- **TASK OBJECTIVE**:
Copy word for word the part of the text on research training for clinicians that runs from "Increased emphasis on" up to and including "must be established.".

- **READING TEXT**:
Recent data indicate that undergraduate medical students supported by NIH T35 grants (short term training grants for M.D.'s, D.M.D.'s, and D.V.M.'s) are more likely to seek academic careers and are more likely to be successful in securing research funding than those who do not participate in formal research training. Perhaps this mechanism should be expanded.
Few programs rigorously give clinical scientists a substantive foundation in clinical research methods. Consideration should be given to establishment of formal training programs in clinical research which take advantage of the uniqueness of the clinical center within the intramural program at NIH and the general clinical research centers within academic health centers. Training programs should provide formal courses in epidemiology, biostatistics, design of clinical trials, and ethical considerations in performing research in humans.
Increased emphasis on the maintenance of health, the outcome and quality of care, and the assessment of the impact of technology provides unique opportunities for prevention and health services research. Yet few physicians and other health-care professions have specific training in these areas. Thus, formal training programs in these areas must be established.

- **DATA**:
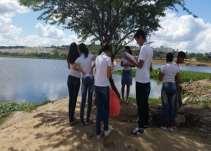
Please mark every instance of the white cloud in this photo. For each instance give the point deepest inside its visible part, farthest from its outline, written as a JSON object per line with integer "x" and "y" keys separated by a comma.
{"x": 179, "y": 32}
{"x": 49, "y": 31}
{"x": 183, "y": 32}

- **EXPECTED OUTPUT**:
Increased emphasis on the maintenance of health, the outcome and quality of care, and the assessment of the impact of technology provides unique opportunities for prevention and health services research. Yet few physicians and other health-care professions have specific training in these areas. Thus, formal training programs in these areas must be established.